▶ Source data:
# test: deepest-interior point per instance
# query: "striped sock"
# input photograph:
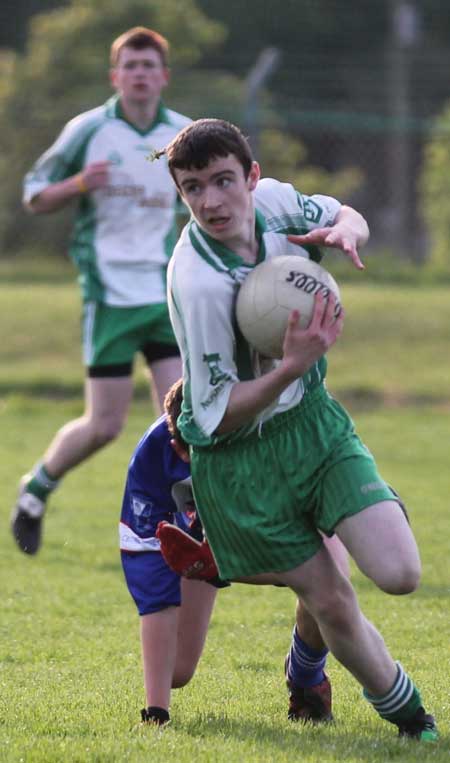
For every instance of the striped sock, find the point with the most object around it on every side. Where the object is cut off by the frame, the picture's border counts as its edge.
(41, 484)
(305, 666)
(400, 703)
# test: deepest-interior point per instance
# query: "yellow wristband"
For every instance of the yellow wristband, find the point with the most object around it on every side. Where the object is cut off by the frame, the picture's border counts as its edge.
(81, 185)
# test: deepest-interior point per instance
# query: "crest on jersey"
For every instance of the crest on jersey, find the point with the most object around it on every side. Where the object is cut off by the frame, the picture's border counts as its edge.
(216, 373)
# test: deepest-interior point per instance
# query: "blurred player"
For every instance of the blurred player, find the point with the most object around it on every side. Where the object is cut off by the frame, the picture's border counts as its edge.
(175, 613)
(274, 458)
(123, 237)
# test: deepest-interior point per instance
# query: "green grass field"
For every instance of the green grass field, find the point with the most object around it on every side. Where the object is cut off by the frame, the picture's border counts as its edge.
(70, 675)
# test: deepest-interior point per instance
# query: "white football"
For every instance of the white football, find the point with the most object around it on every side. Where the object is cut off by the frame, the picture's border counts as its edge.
(271, 291)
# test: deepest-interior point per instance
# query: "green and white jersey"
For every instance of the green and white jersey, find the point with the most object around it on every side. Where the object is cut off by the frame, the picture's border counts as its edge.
(124, 233)
(203, 280)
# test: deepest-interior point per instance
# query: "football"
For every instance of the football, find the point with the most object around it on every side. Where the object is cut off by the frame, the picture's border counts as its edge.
(271, 291)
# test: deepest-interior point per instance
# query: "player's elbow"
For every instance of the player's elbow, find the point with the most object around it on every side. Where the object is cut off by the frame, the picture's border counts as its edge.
(33, 206)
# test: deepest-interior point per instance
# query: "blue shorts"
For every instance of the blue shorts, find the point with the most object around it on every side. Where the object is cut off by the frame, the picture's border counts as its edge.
(151, 583)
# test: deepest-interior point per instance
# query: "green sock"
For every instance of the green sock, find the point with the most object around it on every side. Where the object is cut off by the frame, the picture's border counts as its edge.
(41, 484)
(400, 703)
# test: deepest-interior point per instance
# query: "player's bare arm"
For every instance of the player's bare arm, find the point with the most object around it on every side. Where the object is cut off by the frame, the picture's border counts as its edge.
(58, 195)
(302, 348)
(349, 232)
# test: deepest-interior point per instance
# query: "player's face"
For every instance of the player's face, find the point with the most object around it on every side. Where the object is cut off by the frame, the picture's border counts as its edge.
(139, 75)
(220, 197)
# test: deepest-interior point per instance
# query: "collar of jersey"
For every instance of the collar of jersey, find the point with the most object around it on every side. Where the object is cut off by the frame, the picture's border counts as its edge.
(218, 255)
(114, 109)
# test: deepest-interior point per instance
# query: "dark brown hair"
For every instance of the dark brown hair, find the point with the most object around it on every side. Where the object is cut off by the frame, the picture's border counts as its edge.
(139, 38)
(204, 140)
(172, 407)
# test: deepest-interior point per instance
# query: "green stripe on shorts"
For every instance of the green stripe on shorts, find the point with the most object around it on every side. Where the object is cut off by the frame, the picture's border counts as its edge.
(262, 499)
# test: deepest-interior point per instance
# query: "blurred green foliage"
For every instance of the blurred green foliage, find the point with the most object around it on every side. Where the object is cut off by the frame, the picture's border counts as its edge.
(434, 186)
(65, 72)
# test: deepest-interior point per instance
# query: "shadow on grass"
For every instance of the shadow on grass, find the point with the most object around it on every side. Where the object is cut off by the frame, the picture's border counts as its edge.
(336, 741)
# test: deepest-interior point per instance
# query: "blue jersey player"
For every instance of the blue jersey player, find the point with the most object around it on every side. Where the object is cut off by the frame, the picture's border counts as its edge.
(175, 611)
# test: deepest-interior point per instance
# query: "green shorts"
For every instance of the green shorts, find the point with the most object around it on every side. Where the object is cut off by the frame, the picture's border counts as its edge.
(113, 335)
(263, 499)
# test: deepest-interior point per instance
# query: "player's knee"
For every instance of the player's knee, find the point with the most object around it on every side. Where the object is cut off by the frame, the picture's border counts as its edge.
(399, 579)
(335, 606)
(106, 430)
(182, 675)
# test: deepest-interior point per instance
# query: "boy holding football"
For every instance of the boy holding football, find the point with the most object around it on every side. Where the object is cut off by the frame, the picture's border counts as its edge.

▶ INSTRUCTIONS FOR THE TASK: Show each line of the material above that contains the word "striped".

▶ WORKED ANSWER:
# query: "striped sock"
For every instance of the striped sock, find the point with the most object around it on every side. Where the object is cut off by the frame, the picture's border counts as its edge.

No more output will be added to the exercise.